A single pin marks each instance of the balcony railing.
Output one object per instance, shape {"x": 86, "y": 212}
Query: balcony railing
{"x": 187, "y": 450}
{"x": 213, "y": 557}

###

## Given task
Rewrite every line of the items above as a numbered list, leaving out any blank lines.

## Response to the exercise
1. A single pin marks each instance of the balcony railing.
2. Output one object per instance, shape {"x": 86, "y": 212}
3. Query: balcony railing
4. {"x": 187, "y": 450}
5. {"x": 213, "y": 557}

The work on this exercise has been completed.